The price of goods coming off the production line rose 4.7 per cent year-on-year in August, down from 5 per cent in July and the lowest price increase since February. Input price inflation – the cost of materials and energy – remains higher, at 8.1 per cent, but was also down sharply compared with July, when it was 10.8 per cent.

However, while the general trend for producer prices now seems to be downwards, the headline figures mask some significant underlying variations. A sizeable fall in the cost of oil last month was enough to counter the effects of sharp rises in food prices, prompted by a spike in the cost of commodities such as wheat and barley.

Moreover, the figures remain high by the standards of recent years. With producer prices typically taking a year to 18 months to feed through into the prices paid by consumers, the data suggests further upwards pressure on consumer price inflation, which the Bank of England has been struggling to control for some time. CPI is currently running at 3.1 per cent, well above the Bank's 2 per cent target.

Information supplied:
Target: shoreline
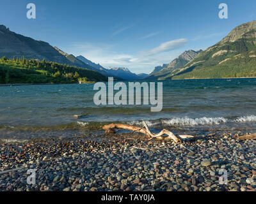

Short task A:
Answer these questions from the passage on producer prices:
(i) What was input price inflation in July?
(ii) What prompted the sharp rises in food prices?
(iii) What is the Bank of England's target for CPI?
Short task B: Write the next paragraph of the passage on producer prices, picking up after its final sentence.

Written reply A:
(i) 10.8 per cent
(ii) A spike in the cost of commodities such as wheat and barley
(iii) 2 per cent

Written reply B:
Still, economists said the producer prices data, which was better than had been widely expected, would give the MPC a little more breathing space. The committee has in recent months struggled with a dilemma, pondering whether further quantitative easing might be necessary in the face of the slowing recovery, while also worrying that high inflation might instead justify tightening of monetary policy rather than loosening.

"The fact the producer price inflation appears now to have peaked and is likely to fall again over the coming months should help to ensure that CPI will be back at, or below, its 2 per cent target at the MPC's two- to three-year policy horizon," said Jonathan Loynes, chief European economist at Capital Economics.

"[That] should help to ensure inflation worries do not prevent the MPC from embarking on another bout of quantitative easing should the economy require further policy support."